• GIVEN TASK: Copy out the stretch of the records below from the line containing "Return one point per instance of the dark trousers" through the line containing "pixel 627 462", reproducing both of those lines and everything between them with no changes.
+++ DATASET ROWS +++
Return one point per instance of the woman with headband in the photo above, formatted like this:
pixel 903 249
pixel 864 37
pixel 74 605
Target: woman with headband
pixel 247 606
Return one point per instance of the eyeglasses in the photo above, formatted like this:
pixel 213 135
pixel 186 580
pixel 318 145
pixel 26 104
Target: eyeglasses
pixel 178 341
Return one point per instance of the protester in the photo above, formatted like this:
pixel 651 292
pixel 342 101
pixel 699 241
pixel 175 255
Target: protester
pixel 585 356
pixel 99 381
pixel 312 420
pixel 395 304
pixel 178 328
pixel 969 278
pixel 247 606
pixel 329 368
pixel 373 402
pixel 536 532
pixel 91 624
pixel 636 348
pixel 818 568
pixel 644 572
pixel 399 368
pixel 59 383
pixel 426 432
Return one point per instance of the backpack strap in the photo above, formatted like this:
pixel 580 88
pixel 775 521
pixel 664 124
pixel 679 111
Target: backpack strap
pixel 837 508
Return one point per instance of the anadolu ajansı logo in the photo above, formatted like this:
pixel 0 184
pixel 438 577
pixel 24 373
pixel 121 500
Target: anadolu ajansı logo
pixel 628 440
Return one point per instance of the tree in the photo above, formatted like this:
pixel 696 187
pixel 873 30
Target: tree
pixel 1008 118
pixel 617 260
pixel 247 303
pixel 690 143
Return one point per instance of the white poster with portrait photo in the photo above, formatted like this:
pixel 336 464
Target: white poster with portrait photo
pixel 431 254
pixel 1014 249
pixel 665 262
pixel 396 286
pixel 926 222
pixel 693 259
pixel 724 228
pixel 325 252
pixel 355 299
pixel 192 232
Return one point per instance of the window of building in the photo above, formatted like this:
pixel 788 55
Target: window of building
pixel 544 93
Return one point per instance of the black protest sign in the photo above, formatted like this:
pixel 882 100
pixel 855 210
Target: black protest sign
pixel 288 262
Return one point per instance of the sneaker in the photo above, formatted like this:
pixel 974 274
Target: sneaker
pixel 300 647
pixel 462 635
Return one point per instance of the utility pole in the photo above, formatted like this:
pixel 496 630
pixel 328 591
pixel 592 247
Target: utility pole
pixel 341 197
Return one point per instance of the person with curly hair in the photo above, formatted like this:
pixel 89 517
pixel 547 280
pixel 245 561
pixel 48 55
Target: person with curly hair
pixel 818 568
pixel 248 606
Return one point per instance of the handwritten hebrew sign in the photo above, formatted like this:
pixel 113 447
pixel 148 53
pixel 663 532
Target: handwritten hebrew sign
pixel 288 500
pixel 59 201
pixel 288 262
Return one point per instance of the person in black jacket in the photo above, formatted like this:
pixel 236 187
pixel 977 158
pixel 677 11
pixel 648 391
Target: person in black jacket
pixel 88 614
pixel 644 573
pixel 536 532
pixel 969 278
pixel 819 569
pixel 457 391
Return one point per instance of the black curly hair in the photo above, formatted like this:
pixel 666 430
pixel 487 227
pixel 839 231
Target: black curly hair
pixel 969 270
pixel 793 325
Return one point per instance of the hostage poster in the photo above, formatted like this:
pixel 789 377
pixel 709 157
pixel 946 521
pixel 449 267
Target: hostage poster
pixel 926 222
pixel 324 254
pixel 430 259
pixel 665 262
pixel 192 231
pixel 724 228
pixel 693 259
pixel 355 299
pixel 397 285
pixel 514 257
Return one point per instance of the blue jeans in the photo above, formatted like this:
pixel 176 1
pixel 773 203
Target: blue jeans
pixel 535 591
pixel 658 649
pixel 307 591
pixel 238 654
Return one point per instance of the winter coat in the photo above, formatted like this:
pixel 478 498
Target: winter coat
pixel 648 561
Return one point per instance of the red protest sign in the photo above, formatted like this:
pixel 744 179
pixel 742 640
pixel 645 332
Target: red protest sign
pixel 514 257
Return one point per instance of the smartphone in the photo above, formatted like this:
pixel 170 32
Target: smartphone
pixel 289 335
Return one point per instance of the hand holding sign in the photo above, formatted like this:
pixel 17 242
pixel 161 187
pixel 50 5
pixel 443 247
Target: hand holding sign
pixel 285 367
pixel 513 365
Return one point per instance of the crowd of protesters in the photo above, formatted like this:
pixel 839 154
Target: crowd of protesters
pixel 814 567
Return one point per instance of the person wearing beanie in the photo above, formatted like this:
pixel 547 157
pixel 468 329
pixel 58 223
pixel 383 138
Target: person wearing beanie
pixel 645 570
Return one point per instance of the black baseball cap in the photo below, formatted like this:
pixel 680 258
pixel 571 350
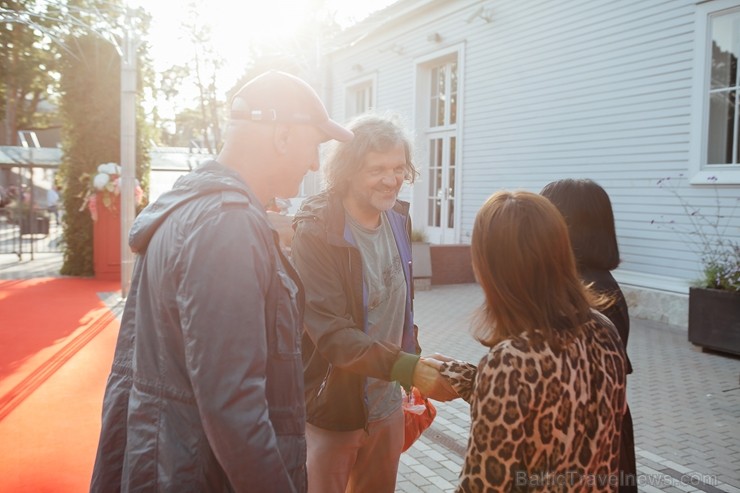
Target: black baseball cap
pixel 280 97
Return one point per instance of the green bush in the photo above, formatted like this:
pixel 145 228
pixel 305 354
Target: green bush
pixel 90 108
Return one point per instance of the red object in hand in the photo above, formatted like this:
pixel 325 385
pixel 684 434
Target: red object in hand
pixel 418 414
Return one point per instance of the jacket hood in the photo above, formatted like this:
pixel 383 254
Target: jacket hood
pixel 211 177
pixel 312 208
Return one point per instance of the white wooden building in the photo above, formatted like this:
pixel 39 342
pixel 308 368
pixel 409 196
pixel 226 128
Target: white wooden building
pixel 513 94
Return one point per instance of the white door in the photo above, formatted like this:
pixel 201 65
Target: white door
pixel 440 170
pixel 440 223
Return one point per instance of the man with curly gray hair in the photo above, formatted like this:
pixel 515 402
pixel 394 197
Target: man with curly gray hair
pixel 353 253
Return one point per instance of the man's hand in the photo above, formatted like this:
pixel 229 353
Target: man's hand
pixel 431 384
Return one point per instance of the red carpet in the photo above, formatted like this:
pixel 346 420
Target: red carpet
pixel 56 347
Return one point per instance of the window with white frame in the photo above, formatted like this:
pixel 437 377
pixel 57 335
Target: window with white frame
pixel 716 135
pixel 360 98
pixel 722 135
pixel 440 75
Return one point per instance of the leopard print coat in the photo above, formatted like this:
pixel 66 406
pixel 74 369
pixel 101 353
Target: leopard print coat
pixel 544 419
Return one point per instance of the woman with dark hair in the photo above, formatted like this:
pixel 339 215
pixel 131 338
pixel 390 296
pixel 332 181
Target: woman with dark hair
pixel 588 213
pixel 546 402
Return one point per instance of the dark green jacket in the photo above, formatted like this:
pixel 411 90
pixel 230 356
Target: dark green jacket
pixel 206 389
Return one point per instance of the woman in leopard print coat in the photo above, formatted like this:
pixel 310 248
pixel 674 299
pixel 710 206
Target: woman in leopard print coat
pixel 548 398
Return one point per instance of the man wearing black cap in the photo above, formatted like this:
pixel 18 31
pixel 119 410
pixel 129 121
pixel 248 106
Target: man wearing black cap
pixel 206 389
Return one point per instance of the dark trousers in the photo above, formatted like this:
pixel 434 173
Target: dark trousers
pixel 627 462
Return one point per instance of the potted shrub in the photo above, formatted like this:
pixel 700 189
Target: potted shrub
pixel 714 300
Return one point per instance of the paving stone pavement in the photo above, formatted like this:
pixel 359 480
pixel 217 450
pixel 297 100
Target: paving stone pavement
pixel 685 403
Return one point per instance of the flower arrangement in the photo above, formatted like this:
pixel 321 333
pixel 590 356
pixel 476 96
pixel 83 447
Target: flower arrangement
pixel 707 236
pixel 105 184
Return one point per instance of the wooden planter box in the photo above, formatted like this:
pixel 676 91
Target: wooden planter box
pixel 451 264
pixel 714 319
pixel 34 225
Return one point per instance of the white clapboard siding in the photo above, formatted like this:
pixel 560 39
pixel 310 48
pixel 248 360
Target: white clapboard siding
pixel 596 89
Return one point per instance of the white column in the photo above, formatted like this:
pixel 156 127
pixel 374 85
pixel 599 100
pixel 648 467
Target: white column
pixel 128 155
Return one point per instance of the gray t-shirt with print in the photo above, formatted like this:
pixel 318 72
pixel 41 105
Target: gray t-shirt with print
pixel 386 288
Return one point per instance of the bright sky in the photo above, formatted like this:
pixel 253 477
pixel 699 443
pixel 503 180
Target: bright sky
pixel 234 23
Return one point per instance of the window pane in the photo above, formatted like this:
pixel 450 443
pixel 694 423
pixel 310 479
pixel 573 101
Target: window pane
pixel 453 93
pixel 725 45
pixel 433 97
pixel 721 127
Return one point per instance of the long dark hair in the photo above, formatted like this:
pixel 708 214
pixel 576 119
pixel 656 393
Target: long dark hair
pixel 523 260
pixel 588 213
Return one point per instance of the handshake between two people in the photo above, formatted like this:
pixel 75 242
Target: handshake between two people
pixel 430 382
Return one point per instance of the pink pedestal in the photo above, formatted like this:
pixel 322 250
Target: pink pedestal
+++
• COMPLETED TASK:
Return one point per instance of the dark trousers in the photo above, formatted like this:
pixel 434 173
Target: dark trousers
pixel 627 462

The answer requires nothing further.